▶ **The problem**
The text of every record, exactly as given and with no pictures, should be your output.

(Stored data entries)

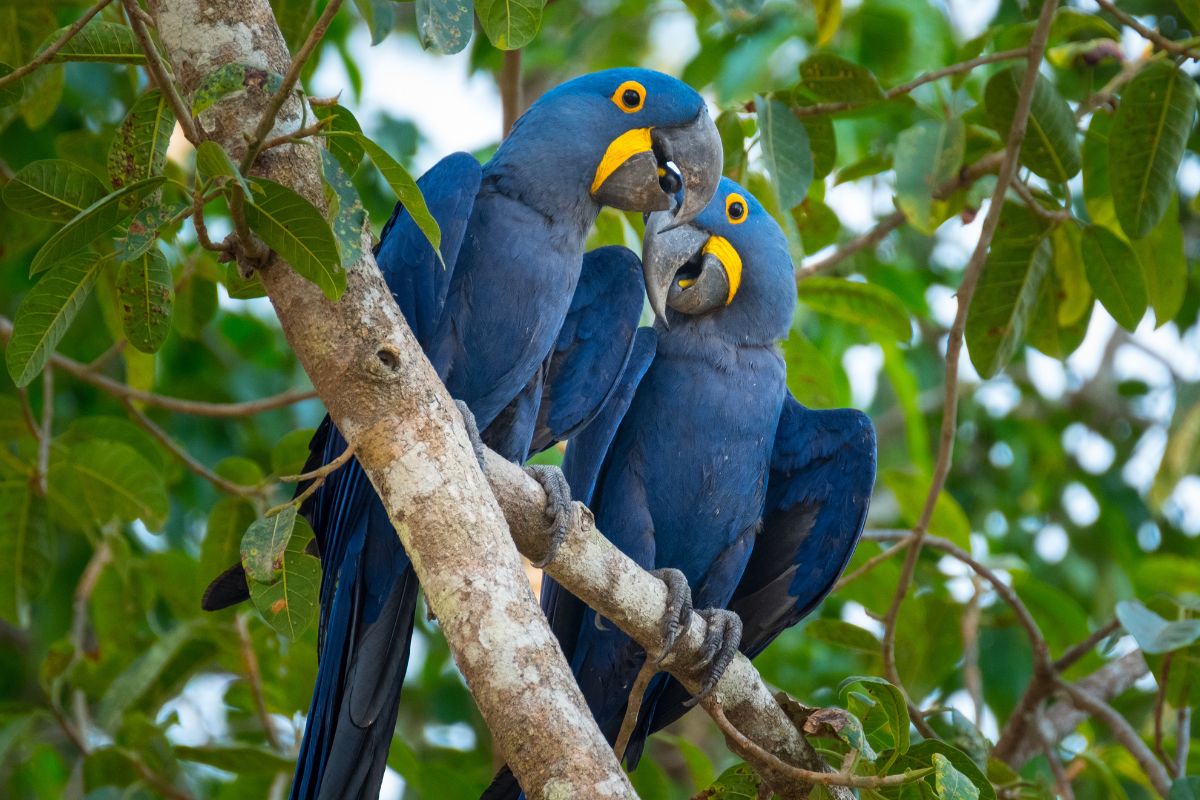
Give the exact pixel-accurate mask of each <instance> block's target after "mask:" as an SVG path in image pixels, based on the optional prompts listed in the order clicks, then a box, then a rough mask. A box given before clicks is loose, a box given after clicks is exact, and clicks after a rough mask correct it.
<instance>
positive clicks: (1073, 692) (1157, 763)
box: [1057, 680, 1171, 798]
mask: <svg viewBox="0 0 1200 800" xmlns="http://www.w3.org/2000/svg"><path fill="white" fill-rule="evenodd" d="M1057 684H1058V690H1060V691H1061V692H1062V693H1063V694H1066V696H1067V699H1068V700H1070V704H1072V705H1074V706H1075V708H1078V709H1079V710H1080V711H1086V712H1087V714H1091V715H1092V716H1093V717H1096V718H1097V720H1099V721H1100V722H1103V723H1104V726H1105V727H1106V728H1108V729H1109V730H1111V732H1112V736H1114V738H1115V739H1116V740H1117V741H1118V742H1121V746H1122V747H1124V748H1126V750H1128V751H1129V754H1130V756H1133V757H1134V760H1136V762H1138V765H1139V766H1141V769H1142V771H1144V772H1145V774H1146V777H1148V778H1150V782H1151V783H1152V784H1153V787H1154V790H1156V792H1158V794H1160V795H1162V796H1164V798H1165V796H1166V795H1168V793H1170V790H1171V777H1170V775H1168V774H1166V769H1165V768H1164V766H1163V765H1162V764H1160V763H1159V762H1158V759H1157V758H1154V753H1152V752H1150V747H1147V746H1146V742H1144V741H1142V740H1141V736H1139V735H1138V732H1136V730H1134V729H1133V727H1132V726H1130V724H1129V722H1128V721H1126V718H1124V717H1122V716H1121V714H1120V712H1118V711H1117V710H1116V709H1114V708H1112V706H1111V705H1109V704H1108V703H1105V702H1104V700H1102V699H1100V698H1098V697H1096V696H1094V694H1092V693H1091V692H1088V691H1086V690H1082V688H1080V687H1079V686H1075V685H1074V684H1069V682H1067V681H1064V680H1058V681H1057Z"/></svg>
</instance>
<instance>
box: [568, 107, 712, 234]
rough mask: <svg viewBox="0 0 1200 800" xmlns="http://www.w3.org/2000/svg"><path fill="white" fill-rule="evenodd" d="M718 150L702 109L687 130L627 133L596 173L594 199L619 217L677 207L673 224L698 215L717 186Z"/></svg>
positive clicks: (626, 133)
mask: <svg viewBox="0 0 1200 800" xmlns="http://www.w3.org/2000/svg"><path fill="white" fill-rule="evenodd" d="M721 166H722V150H721V137H720V134H719V133H718V131H716V124H715V122H713V118H710V116H709V115H708V109H707V108H706V109H701V112H700V114H697V115H696V119H694V120H692V121H691V122H689V124H688V125H682V126H678V127H670V128H667V127H664V128H638V130H634V131H628V132H626V133H624V134H622V136H620V137H618V138H617V139H614V140H613V142H612V143H611V144H610V145H608V150H607V152H605V156H604V160H602V161H601V163H600V166H599V168H598V169H596V174H595V179H594V181H593V186H592V197H593V198H595V200H596V201H598V203H600V204H602V205H607V206H611V207H614V209H620V210H623V211H662V210H666V209H670V207H672V206H673V205H676V203H677V200H676V196H677V193H678V192H679V191H680V190H682V191H683V200H682V201H680V203H678V209H677V211H676V213H674V218H673V223H674V224H683V223H685V222H689V221H691V219H694V218H695V217H696V215H697V213H700V212H701V211H702V210H703V209H704V206H706V205H708V201H709V200H710V199H712V198H713V194H714V193H715V192H716V185H718V182H719V181H720V180H721Z"/></svg>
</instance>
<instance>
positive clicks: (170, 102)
mask: <svg viewBox="0 0 1200 800" xmlns="http://www.w3.org/2000/svg"><path fill="white" fill-rule="evenodd" d="M122 2H124V4H125V13H126V16H127V17H128V20H130V28H131V29H132V30H133V36H134V37H136V38H137V40H138V44H140V46H142V52H143V53H145V56H146V72H149V73H150V79H151V80H154V84H155V85H156V86H157V88H158V91H161V92H162V95H163V97H166V98H167V102H168V103H170V108H172V110H174V112H175V120H176V121H178V122H179V126H180V127H181V128H182V130H184V136H185V137H187V140H188V142H191V143H192V144H193V145H199V144H200V142H203V140H204V136H203V133H202V132H200V130H199V127H198V126H197V125H196V120H194V119H192V109H191V107H190V106H188V104H187V103H186V102H184V98H182V97H180V95H179V90H178V89H175V82H174V80H173V79H172V77H170V76H169V74H168V73H167V65H166V64H163V60H162V56H161V55H160V54H158V48H157V47H155V43H154V38H151V37H150V31H148V30H146V26H145V22H144V14H143V13H142V8H140V7H139V6H138V2H137V0H122Z"/></svg>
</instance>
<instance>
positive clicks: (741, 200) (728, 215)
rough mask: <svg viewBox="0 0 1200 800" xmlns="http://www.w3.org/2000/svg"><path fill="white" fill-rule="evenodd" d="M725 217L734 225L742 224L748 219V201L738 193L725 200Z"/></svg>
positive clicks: (727, 197) (734, 192) (734, 194)
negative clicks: (747, 205) (746, 218)
mask: <svg viewBox="0 0 1200 800" xmlns="http://www.w3.org/2000/svg"><path fill="white" fill-rule="evenodd" d="M725 217H726V218H727V219H728V221H730V222H732V223H733V224H740V223H743V222H745V218H746V200H745V198H744V197H742V196H740V194H738V193H736V192H734V193H733V194H730V196H728V197H727V198H725Z"/></svg>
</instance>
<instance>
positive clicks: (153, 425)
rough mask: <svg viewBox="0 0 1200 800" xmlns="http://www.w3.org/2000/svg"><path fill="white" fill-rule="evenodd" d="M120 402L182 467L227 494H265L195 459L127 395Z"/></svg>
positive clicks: (121, 398) (260, 496)
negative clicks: (201, 477) (139, 408)
mask: <svg viewBox="0 0 1200 800" xmlns="http://www.w3.org/2000/svg"><path fill="white" fill-rule="evenodd" d="M121 402H122V403H124V404H125V410H126V411H128V413H130V416H132V417H133V421H134V422H137V423H138V425H139V426H140V427H142V428H144V429H145V432H146V433H149V434H150V435H151V437H154V438H155V439H157V440H158V443H160V444H161V445H162V446H163V447H166V449H167V450H169V451H170V452H172V453H173V455H174V456H175V458H178V459H179V461H181V462H184V467H187V469H190V470H191V471H192V473H194V474H197V475H199V476H200V477H203V479H204V480H205V481H208V482H209V483H211V485H212V486H215V487H217V488H218V489H221V491H222V492H227V493H229V494H233V495H236V497H241V498H259V499H262V498H264V497H265V495H266V492H265V489H264V488H263V487H262V486H242V485H240V483H234V482H233V481H230V480H227V479H223V477H221V476H220V475H217V474H216V473H214V471H212V470H211V469H209V468H208V467H205V465H204V464H202V463H200V462H198V461H196V458H194V457H193V456H192V453H190V452H187V450H185V449H184V446H182V445H180V444H179V443H178V441H175V440H174V439H172V438H170V437H169V435H167V432H166V431H163V429H162V428H160V427H158V426H157V425H155V422H154V420H151V419H150V417H149V416H146V415H145V414H143V413H142V411H140V410H138V407H136V405H134V404H133V403H132V402H131V401H130V399H128V398H127V397H125V398H121Z"/></svg>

▶ **Reply to the exercise**
Give the exact pixel-accurate mask of each <instance> block's target after "mask:" as an SVG path in image pixels, based on the optional prompts listed in the order clicks, then a box, then a rough mask. A box given before clicks is loose, a box given after clicks is exact, and clicks after a rough mask correct it.
<instance>
positive clicks: (1073, 692) (1157, 763)
box: [1057, 680, 1171, 798]
mask: <svg viewBox="0 0 1200 800" xmlns="http://www.w3.org/2000/svg"><path fill="white" fill-rule="evenodd" d="M1057 684H1058V690H1060V691H1061V692H1062V693H1063V694H1066V696H1067V699H1068V700H1070V704H1072V705H1074V706H1075V708H1078V709H1079V710H1080V711H1086V712H1087V714H1091V715H1092V716H1093V717H1096V718H1097V720H1099V721H1100V722H1103V723H1104V726H1105V727H1106V728H1108V729H1109V730H1111V732H1112V736H1114V738H1115V739H1116V740H1117V741H1118V742H1121V746H1122V747H1124V748H1126V750H1128V751H1129V754H1130V756H1133V757H1134V760H1136V762H1138V765H1139V766H1141V769H1142V771H1144V772H1145V774H1146V777H1148V778H1150V782H1151V783H1152V784H1153V787H1154V790H1156V792H1158V794H1160V795H1162V796H1164V798H1165V796H1166V795H1168V793H1170V790H1171V777H1170V775H1168V774H1166V769H1165V768H1164V766H1163V765H1162V764H1160V763H1159V762H1158V759H1157V758H1154V753H1152V752H1150V747H1147V746H1146V742H1144V741H1142V740H1141V736H1139V735H1138V732H1136V730H1134V729H1133V727H1132V726H1130V724H1129V722H1128V721H1126V718H1124V717H1122V716H1121V714H1120V712H1118V711H1117V710H1116V709H1114V708H1112V706H1111V705H1109V704H1108V703H1105V702H1104V700H1102V699H1100V698H1098V697H1096V696H1094V694H1092V693H1091V692H1088V691H1086V690H1082V688H1080V687H1079V686H1075V685H1074V684H1069V682H1067V681H1064V680H1058V681H1057Z"/></svg>
</instance>
<instance>
box: [568, 107, 712, 234]
rough mask: <svg viewBox="0 0 1200 800" xmlns="http://www.w3.org/2000/svg"><path fill="white" fill-rule="evenodd" d="M718 150L702 109L687 130L627 133L596 173L594 199L619 217L677 207L673 224L698 215L717 186Z"/></svg>
positive clicks: (626, 133)
mask: <svg viewBox="0 0 1200 800" xmlns="http://www.w3.org/2000/svg"><path fill="white" fill-rule="evenodd" d="M721 166H722V150H721V137H720V134H719V133H718V131H716V124H715V122H713V118H710V116H709V115H708V109H707V108H706V109H701V112H700V114H697V115H696V119H694V120H692V121H691V122H689V124H688V125H682V126H678V127H670V128H667V127H664V128H638V130H634V131H628V132H626V133H624V134H622V136H620V137H618V138H617V139H614V140H613V142H612V143H611V144H610V145H608V150H607V152H605V156H604V160H602V161H601V163H600V166H599V168H598V169H596V174H595V179H594V181H593V186H592V197H593V198H595V200H596V201H598V203H600V204H602V205H607V206H611V207H614V209H620V210H623V211H662V210H666V209H670V207H672V206H673V205H676V203H677V200H676V196H677V193H678V192H679V191H680V190H682V191H683V200H682V201H680V203H678V209H677V211H676V213H674V218H673V223H674V224H683V223H685V222H689V221H691V219H694V218H695V217H696V215H697V213H700V212H701V211H702V210H703V209H704V206H706V205H708V201H709V200H710V199H712V198H713V194H714V193H715V192H716V185H718V182H719V181H720V180H721Z"/></svg>
</instance>
<instance>
positive clicks: (170, 102)
mask: <svg viewBox="0 0 1200 800" xmlns="http://www.w3.org/2000/svg"><path fill="white" fill-rule="evenodd" d="M122 2H124V4H125V13H126V16H127V17H128V20H130V28H131V29H132V30H133V36H134V37H136V38H137V40H138V44H140V46H142V52H143V53H145V56H146V72H149V73H150V79H151V80H154V84H155V85H156V86H157V88H158V91H161V92H162V95H163V97H166V98H167V102H168V103H170V108H172V110H174V112H175V120H176V121H178V122H179V126H180V127H181V128H182V130H184V136H185V137H187V140H188V142H191V143H192V144H193V145H199V144H200V142H203V140H204V136H203V133H202V132H200V130H199V127H198V126H197V125H196V120H194V119H192V109H191V107H190V106H188V104H187V103H186V102H184V98H182V97H180V95H179V90H178V89H175V82H174V80H173V79H172V77H170V76H169V74H168V73H167V65H166V64H163V60H162V56H161V55H160V54H158V48H157V47H155V43H154V38H151V37H150V31H148V30H146V26H145V22H144V14H143V13H142V8H140V7H139V6H138V2H137V0H122Z"/></svg>
</instance>
<instance>
positive clicks: (741, 200) (728, 215)
rough mask: <svg viewBox="0 0 1200 800" xmlns="http://www.w3.org/2000/svg"><path fill="white" fill-rule="evenodd" d="M725 217L734 225L742 224L748 219V201L738 193L725 200Z"/></svg>
positive clicks: (727, 197) (734, 192) (734, 194)
negative clicks: (747, 205) (746, 218)
mask: <svg viewBox="0 0 1200 800" xmlns="http://www.w3.org/2000/svg"><path fill="white" fill-rule="evenodd" d="M725 217H726V218H727V219H728V221H730V222H732V223H733V224H740V223H743V222H745V218H746V200H745V198H744V197H742V196H740V194H738V193H736V192H734V193H733V194H730V196H728V197H727V198H725Z"/></svg>
</instance>
<instance>
positive clicks: (153, 425)
rough mask: <svg viewBox="0 0 1200 800" xmlns="http://www.w3.org/2000/svg"><path fill="white" fill-rule="evenodd" d="M120 402L182 467L227 494H265L195 459L127 395Z"/></svg>
positive clicks: (121, 398) (260, 496)
negative clicks: (201, 477) (139, 408)
mask: <svg viewBox="0 0 1200 800" xmlns="http://www.w3.org/2000/svg"><path fill="white" fill-rule="evenodd" d="M121 402H122V403H124V404H125V410H126V411H128V413H130V416H132V417H133V421H134V422H137V423H138V425H139V426H140V427H142V428H144V429H145V432H146V433H149V434H150V435H151V437H154V438H155V439H157V440H158V443H160V444H161V445H162V446H163V447H166V449H167V450H169V451H170V452H172V453H173V455H174V456H175V458H178V459H179V461H181V462H184V467H187V469H190V470H191V471H192V473H194V474H197V475H199V476H200V477H203V479H204V480H205V481H208V482H209V483H211V485H212V486H215V487H217V488H218V489H221V491H222V492H227V493H229V494H233V495H236V497H241V498H259V499H262V498H264V497H265V495H266V492H265V489H264V488H263V487H262V486H242V485H240V483H234V482H233V481H230V480H227V479H223V477H221V476H220V475H217V474H216V473H214V471H212V470H211V469H209V468H208V467H205V465H204V464H202V463H200V462H198V461H196V458H194V457H193V456H192V453H190V452H187V450H185V449H184V446H182V445H180V444H179V443H178V441H175V440H174V439H172V438H170V437H169V435H167V432H166V431H163V429H162V428H160V427H158V426H157V425H155V422H154V420H151V419H150V417H149V416H146V415H145V414H143V413H142V411H140V410H138V407H136V405H134V404H133V403H132V402H131V401H130V399H128V398H127V397H125V398H121Z"/></svg>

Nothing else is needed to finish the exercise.